PASSAGE
-=-=-=-=-

Increased risk of non-insulin dependent diabetes mellitus at low plasma
vitamin E concentrations: a four year follow up study in men.
Salonen JT; Nyyssonen K; Tuomainen TP; Maenpaa PH; Korpela H;
Kaplan GA; Lynch J; Helmrich SP; Salonen R
BMJ 1995 Oct 28;311(7013):1124-7
OBJECTIVE--To investigate whether low vitamin E status is a risk factor
for incident non-insulin dependent diabetes mellitus. DESIGN--Population
based follow up study with diabetes assessed at baseline and at four years.
SETTING--Eastern Finland. SUBJECTS--Random sample of 944 men aged 42-60
who had no diabetes at the baseline examination. INTERVENTION--Oral glucose
tolerance test at four year follow up. MAIN OUTCOME MEASURES--A man was
defined diabetic if he had either (a) a fasting blood glucose concentration
> or = 6.7 mmol/l, or (b) a blood glucose concentration > or = 10.0
mmol/l two hours after a glucose load, or (c) a clinical diagnosis of
diabetes with either dietary, oral, or insulin treatment. RESULTS--45
men developed diabetes during the follow up period. In a multivariate
logistic regression model including the strongest predictors of diabetes,
a low lipid standardised plasma vitamin E (below median) concentration
was associated with a 3.9-fold (95% confidence interval 1.8-fold to 8.6-fold)
risk of incident diabetes. A decrement of 1 mumol/l of uncategorised unstandardised
vitamin E concentration was associated with an increment of 22% in the
risk of diabetes when allowing for the strongest other risk factors as
well as serum low density lipoprotein cholesterol and triglyceride concentrations.
CONCLUSIONS--There was a strong independent association between low vitamin
E status before follow up and an excess risk of diabetes at four years.
This supports the theory that free radical stress has a role in the causation
of non-insulin dependent diabetes mellitus.

-=-=-=-=-

AVAILABLE DATA

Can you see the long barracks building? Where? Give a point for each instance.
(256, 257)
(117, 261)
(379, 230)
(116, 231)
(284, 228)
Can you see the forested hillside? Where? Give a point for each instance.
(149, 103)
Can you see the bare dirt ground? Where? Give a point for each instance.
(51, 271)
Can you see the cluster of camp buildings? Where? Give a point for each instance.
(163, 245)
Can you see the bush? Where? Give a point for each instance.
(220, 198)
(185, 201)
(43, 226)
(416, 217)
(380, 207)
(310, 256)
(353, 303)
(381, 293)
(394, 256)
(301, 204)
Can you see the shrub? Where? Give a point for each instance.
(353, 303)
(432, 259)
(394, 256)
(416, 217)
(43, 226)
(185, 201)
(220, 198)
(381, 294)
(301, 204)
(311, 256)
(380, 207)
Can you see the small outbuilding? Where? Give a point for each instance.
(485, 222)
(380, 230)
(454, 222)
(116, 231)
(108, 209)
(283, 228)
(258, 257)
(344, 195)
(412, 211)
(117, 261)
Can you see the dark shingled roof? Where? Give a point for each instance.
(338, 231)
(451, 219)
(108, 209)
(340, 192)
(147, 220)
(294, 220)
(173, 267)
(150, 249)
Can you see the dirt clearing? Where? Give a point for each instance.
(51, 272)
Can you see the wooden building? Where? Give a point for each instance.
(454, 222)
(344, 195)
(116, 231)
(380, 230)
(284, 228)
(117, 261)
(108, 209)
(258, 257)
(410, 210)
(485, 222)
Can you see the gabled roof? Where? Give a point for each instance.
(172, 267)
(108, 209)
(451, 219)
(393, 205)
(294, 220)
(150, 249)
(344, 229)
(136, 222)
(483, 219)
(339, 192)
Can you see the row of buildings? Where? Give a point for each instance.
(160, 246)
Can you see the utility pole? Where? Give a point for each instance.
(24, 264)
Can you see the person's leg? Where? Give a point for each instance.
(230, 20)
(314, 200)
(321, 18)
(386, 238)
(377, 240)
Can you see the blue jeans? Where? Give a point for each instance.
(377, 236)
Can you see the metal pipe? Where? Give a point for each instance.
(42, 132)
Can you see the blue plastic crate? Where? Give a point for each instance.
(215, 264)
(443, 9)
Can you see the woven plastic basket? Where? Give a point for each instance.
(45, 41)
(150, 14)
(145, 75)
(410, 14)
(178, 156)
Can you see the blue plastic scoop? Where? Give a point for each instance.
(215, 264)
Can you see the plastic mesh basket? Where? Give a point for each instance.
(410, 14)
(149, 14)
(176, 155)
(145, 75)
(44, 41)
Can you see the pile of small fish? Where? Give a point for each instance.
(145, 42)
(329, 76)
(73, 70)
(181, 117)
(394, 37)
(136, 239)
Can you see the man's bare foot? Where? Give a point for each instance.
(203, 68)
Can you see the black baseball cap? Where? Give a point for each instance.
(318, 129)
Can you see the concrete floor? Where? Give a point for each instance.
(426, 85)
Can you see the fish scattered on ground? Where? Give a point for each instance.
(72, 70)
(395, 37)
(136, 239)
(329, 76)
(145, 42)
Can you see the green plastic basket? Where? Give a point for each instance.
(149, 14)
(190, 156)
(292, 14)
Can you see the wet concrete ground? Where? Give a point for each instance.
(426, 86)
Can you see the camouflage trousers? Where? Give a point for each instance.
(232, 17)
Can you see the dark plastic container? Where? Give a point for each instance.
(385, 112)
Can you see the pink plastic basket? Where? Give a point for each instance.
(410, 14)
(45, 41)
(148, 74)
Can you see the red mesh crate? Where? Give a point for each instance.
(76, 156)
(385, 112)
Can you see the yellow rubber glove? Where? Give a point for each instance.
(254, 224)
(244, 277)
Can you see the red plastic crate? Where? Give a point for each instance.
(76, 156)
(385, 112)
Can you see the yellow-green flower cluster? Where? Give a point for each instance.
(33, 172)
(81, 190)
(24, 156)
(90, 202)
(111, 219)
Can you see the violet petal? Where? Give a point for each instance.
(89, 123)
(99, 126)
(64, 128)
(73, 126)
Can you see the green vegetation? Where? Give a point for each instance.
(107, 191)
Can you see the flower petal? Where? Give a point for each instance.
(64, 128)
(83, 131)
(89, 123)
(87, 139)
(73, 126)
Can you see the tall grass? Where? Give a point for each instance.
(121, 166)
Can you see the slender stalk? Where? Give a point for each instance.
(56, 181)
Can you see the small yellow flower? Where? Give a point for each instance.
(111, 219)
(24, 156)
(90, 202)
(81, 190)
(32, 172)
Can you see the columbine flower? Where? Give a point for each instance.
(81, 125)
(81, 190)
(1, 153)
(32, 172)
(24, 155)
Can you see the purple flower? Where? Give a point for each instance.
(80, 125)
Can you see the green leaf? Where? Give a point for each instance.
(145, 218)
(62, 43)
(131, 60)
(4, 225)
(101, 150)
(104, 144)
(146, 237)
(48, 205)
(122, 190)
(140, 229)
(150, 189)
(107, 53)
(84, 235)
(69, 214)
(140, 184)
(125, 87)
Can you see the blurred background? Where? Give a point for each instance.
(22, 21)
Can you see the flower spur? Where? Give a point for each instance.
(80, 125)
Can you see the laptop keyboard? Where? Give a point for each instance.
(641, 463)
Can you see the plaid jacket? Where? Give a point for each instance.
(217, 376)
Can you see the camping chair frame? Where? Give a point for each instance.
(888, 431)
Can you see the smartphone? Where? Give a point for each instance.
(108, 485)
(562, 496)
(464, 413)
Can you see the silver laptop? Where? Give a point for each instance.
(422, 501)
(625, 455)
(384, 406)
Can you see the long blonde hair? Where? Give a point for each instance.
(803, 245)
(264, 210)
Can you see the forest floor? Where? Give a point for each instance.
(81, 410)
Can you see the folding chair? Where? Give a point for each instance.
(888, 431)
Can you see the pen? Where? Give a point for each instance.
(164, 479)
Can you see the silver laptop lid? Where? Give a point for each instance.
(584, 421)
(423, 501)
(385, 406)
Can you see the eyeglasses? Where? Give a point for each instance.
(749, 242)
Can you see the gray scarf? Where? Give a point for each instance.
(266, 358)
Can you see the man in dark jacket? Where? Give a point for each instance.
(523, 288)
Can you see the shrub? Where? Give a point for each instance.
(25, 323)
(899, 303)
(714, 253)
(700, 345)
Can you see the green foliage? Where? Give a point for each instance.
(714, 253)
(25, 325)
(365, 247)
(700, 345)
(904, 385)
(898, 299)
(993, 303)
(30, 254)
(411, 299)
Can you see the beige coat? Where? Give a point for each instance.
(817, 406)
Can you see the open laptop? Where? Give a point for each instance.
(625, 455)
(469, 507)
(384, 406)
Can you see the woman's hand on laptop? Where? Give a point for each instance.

-=-=-=-=-

TASK DETAILS
Retype the whole abstract on vitamin E and diabetes risk in men word for word. The lines have nothing to do with the abstract.

REPLY TO THE EXERCISE
Increased risk of non-insulin dependent diabetes mellitus at low plasma
vitamin E concentrations: a four year follow up study in men.
Salonen JT; Nyyssonen K; Tuomainen TP; Maenpaa PH; Korpela H;
Kaplan GA; Lynch J; Helmrich SP; Salonen R
BMJ 1995 Oct 28;311(7013):1124-7
OBJECTIVE--To investigate whether low vitamin E status is a risk factor
for incident non-insulin dependent diabetes mellitus. DESIGN--Population
based follow up study with diabetes assessed at baseline and at four years.
SETTING--Eastern Finland. SUBJECTS--Random sample of 944 men aged 42-60
who had no diabetes at the baseline examination. INTERVENTION--Oral glucose
tolerance test at four year follow up. MAIN OUTCOME MEASURES--A man was
defined diabetic if he had either (a) a fasting blood glucose concentration
> or = 6.7 mmol/l, or (b) a blood glucose concentration > or = 10.0
mmol/l two hours after a glucose load, or (c) a clinical diagnosis of
diabetes with either dietary, oral, or insulin treatment. RESULTS--45
men developed diabetes during the follow up period. In a multivariate
logistic regression model including the strongest predictors of diabetes,
a low lipid standardised plasma vitamin E (below median) concentration
was associated with a 3.9-fold (95% confidence interval 1.8-fold to 8.6-fold)
risk of incident diabetes. A decrement of 1 mumol/l of uncategorised unstandardised
vitamin E concentration was associated with an increment of 22% in the
risk of diabetes when allowing for the strongest other risk factors as
well as serum low density lipoprotein cholesterol and triglyceride concentrations.
CONCLUSIONS--There was a strong independent association between low vitamin
E status before follow up and an excess risk of diabetes at four years.
This supports the theory that free radical stress has a role in the causation
of non-insulin dependent diabetes mellitus.